Given instruction
Please turn the rows below into a Markdown table with two columns, Number and Line, giving each line its own numbered table row and skipping any blank lines. Leave the pictures out of your answer.

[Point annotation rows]
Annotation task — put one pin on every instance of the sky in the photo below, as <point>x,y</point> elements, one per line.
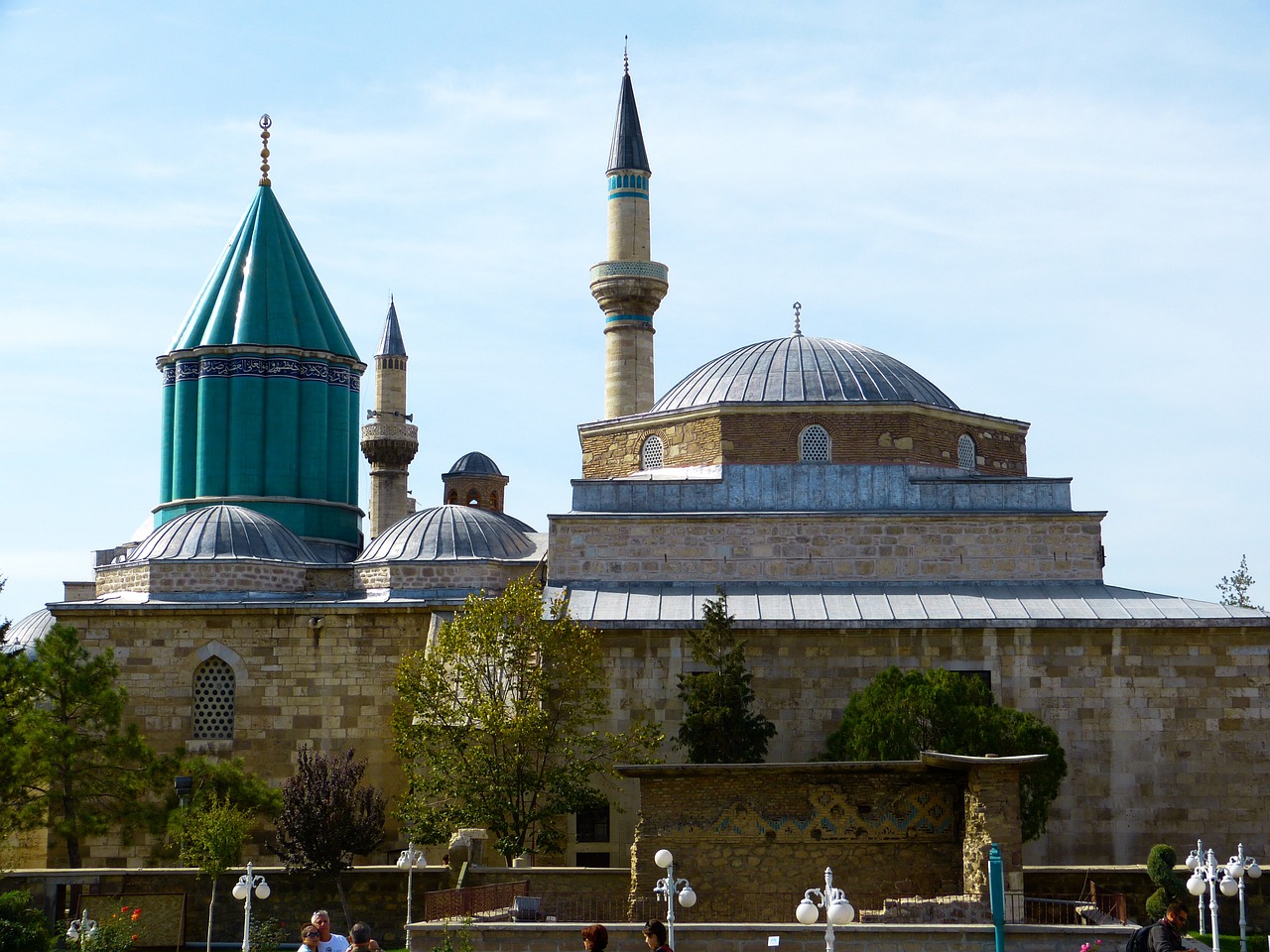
<point>1055,211</point>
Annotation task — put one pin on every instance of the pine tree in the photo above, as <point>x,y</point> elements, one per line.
<point>1234,587</point>
<point>719,725</point>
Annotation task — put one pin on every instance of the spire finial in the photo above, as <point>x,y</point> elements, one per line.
<point>266,122</point>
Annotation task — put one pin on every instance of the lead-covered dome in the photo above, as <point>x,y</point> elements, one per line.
<point>803,370</point>
<point>452,532</point>
<point>223,532</point>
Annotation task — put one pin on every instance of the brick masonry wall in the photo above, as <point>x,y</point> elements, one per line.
<point>858,434</point>
<point>826,546</point>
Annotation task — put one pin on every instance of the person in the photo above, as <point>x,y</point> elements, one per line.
<point>1166,936</point>
<point>594,938</point>
<point>654,936</point>
<point>325,941</point>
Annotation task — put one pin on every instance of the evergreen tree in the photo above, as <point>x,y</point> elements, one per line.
<point>902,714</point>
<point>719,725</point>
<point>81,771</point>
<point>495,724</point>
<point>327,816</point>
<point>1234,587</point>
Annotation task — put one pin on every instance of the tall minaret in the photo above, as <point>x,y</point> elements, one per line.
<point>629,286</point>
<point>389,440</point>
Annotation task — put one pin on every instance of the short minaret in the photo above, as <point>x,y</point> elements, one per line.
<point>390,440</point>
<point>629,286</point>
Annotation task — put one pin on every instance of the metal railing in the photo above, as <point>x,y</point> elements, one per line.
<point>472,900</point>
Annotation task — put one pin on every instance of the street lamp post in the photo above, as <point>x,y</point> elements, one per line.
<point>408,861</point>
<point>81,929</point>
<point>670,888</point>
<point>832,900</point>
<point>243,890</point>
<point>1193,862</point>
<point>1241,867</point>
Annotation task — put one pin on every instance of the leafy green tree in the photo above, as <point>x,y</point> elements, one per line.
<point>1160,867</point>
<point>327,816</point>
<point>81,771</point>
<point>1234,587</point>
<point>212,841</point>
<point>211,780</point>
<point>495,722</point>
<point>23,927</point>
<point>901,714</point>
<point>719,725</point>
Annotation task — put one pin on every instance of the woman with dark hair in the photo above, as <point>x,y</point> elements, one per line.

Output of the task
| Number | Line |
|---|---|
| 1 | Annotation task — put one pin on every instance of the sky in the photo below, as <point>x,y</point> elements, one per line. |
| 2 | <point>1055,211</point> |
| 3 | Annotation task — put one pin on every instance of the pine tree in the photo above, as <point>x,y</point> elements, one per line. |
| 4 | <point>1234,587</point> |
| 5 | <point>719,725</point> |
| 6 | Annotation task — put one pin on every instance of the spire finial in the photo above, as <point>x,y</point> elements, one per line. |
| 7 | <point>266,122</point> |
| 8 | Annotation task — put one pin on every instance of the lead-covered dome in the photo above, as <point>x,y</point> elements, one per line. |
| 9 | <point>803,370</point> |
| 10 | <point>452,532</point> |
| 11 | <point>223,532</point> |
| 12 | Annotation task — put one pin on every instance of the brick masonry wall in the photo above, as <point>x,y</point> elements, one per line. |
| 13 | <point>858,434</point> |
| 14 | <point>826,546</point> |
| 15 | Annotation task — put one pin on every instance of the person in the photo above, as <point>x,y</point> elements, one per line. |
| 16 | <point>1166,936</point> |
| 17 | <point>594,938</point> |
| 18 | <point>654,936</point> |
| 19 | <point>325,941</point> |
| 20 | Annotation task — put one pin on every instance of the evergreen tree in the photo above, as <point>x,y</point> elements, one per line. |
| 21 | <point>902,714</point> |
| 22 | <point>719,725</point> |
| 23 | <point>81,771</point> |
| 24 | <point>495,724</point> |
| 25 | <point>327,816</point> |
| 26 | <point>1234,587</point> |
| 27 | Annotation task — put one pin on every instance of the tall minaret in the photo above, as <point>x,y</point> elements, one per line. |
| 28 | <point>629,286</point> |
| 29 | <point>389,440</point> |
| 30 | Annotation task — put one pin on every instance of the short minaret in the photo above, as <point>x,y</point> elements, one per line. |
| 31 | <point>390,440</point> |
| 32 | <point>629,286</point> |
| 33 | Annotation task — put one pin on every instance of the metal railing in the photo above, as <point>x,y</point> elements, one per line. |
| 34 | <point>472,900</point> |
| 35 | Annotation task — put one pin on every instance of the street lamp post in the photo above, as <point>x,y</point> elements, one per line. |
| 36 | <point>408,861</point> |
| 37 | <point>81,929</point> |
| 38 | <point>670,888</point> |
| 39 | <point>832,900</point> |
| 40 | <point>243,890</point> |
| 41 | <point>1193,862</point> |
| 42 | <point>1241,867</point> |
| 43 | Annotation task — put one pin on every instance of the leafy green tree in the photo above, as <point>x,y</point> elements, one per line. |
| 44 | <point>1160,867</point> |
| 45 | <point>327,816</point> |
| 46 | <point>81,771</point> |
| 47 | <point>1234,587</point> |
| 48 | <point>212,841</point> |
| 49 | <point>211,780</point> |
| 50 | <point>495,722</point> |
| 51 | <point>23,927</point> |
| 52 | <point>901,714</point> |
| 53 | <point>719,725</point> |
| 54 | Annotation task — put one pin on every instance of the woman with dark hair in the photo above, as <point>x,y</point> elements, one per line. |